───── Text ─────

In a new case report, doctors describe the heart attack of a man who
ate a lollipop laced with high levels of TCH, marijuana's
psychoactive ingredient. This patient's story may serve as a warning
that cannabis isn't as benign as some would like to think, doctors
write in the Canadian Journal of Cardiology.
The 70-year-old Canadian man, who had preexisting heart disease,
suffered a heart attack half an hour after consuming most of a
lollipop that contained 90 mg of TCH. The man had hoped it would
help with arthritis pain and sleep. The dose in the lollipop was far
greater than what people typically inhale with a single marijuana
joint (7 mg), the researchers note.
"With access to marijuana legal now in Canada, it's going to be
accessible to a larger proportion of the population and it's more
likely that some of them will have heart disease," said study
coauthor Dr. Rob Stevenson, a cardiologist at the New Brunswick
Heart Center in St. John, New Brunswick. "This could be the canary
in the coal mine."
The man already had been diagnosed with atherosclerosis and had
bypass surgery, but he was taking medications to treat the
condition, and his disease was "stable" at the time he consumed the
edible cannabis, said lead study author Dr. Alex Saunders, chief
resident of the internal medicine program at the St. John's site for
Dalhousie University. "After his bypass surgery he had no repeats of
chest pain other than this one," Saunders said.

───── Entries provided ─────

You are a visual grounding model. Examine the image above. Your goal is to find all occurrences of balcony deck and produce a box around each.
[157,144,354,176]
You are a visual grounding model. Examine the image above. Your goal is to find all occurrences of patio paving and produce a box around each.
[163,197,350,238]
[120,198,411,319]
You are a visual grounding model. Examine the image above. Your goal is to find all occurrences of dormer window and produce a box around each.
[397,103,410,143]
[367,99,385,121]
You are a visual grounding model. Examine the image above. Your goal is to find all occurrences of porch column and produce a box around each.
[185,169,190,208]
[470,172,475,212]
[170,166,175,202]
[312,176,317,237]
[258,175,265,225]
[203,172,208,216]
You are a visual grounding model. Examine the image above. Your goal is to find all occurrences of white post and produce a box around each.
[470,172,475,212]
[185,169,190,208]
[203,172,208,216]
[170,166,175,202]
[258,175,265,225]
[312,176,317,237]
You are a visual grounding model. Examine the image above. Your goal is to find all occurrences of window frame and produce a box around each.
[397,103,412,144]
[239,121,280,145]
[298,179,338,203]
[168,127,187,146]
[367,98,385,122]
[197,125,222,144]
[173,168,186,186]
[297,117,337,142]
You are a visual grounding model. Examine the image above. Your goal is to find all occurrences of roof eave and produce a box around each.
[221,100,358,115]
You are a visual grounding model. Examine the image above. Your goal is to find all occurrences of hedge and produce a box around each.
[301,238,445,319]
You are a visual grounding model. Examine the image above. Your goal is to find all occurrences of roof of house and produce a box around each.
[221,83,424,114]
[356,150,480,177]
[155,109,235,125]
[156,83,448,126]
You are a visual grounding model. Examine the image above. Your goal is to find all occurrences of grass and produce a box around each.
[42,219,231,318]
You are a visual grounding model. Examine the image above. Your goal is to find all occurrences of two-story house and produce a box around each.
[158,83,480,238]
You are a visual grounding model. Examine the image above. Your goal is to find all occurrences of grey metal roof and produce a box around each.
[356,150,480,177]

─────

**Tasks to carry out**.
[1] Can you repeat the part of the article on the lollipop heart attack that begins at the words "In a new case" and stops after "the researchers note."?
[2] Could you condense the paragraph of the article on the lollipop heart attack that begins "The man already had been diagnosed" into a short bulleted list that keeps its main facts?

**Answers given**.
[1]
In a new case report, doctors describe the heart attack of a man who
ate a lollipop laced with high levels of TCH, marijuana's
psychoactive ingredient. This patient's story may serve as a warning
that cannabis isn't as benign as some would like to think, doctors
write in the Canadian Journal of Cardiology.
The 70-year-old Canadian man, who had preexisting heart disease,
suffered a heart attack half an hour after consuming most of a
lollipop that contained 90 mg of TCH. The man had hoped it would
help with arthritis pain and sleep. The dose in the lollipop was far
greater than what people typically inhale with a single marijuana
joint (7 mg), the researchers note.

[2]
- The man had been diagnosed with atherosclerosis and had undergone bypass surgery.
- He was on medication for the condition, and his disease was "stable" when he ate the edible cannabis.
- This was reported by lead study author Dr. Alex Saunders, chief resident of the internal medicine program at Dalhousie University's St. John's site.
- Saunders said the man had no further chest pain after his bypass apart from this episode.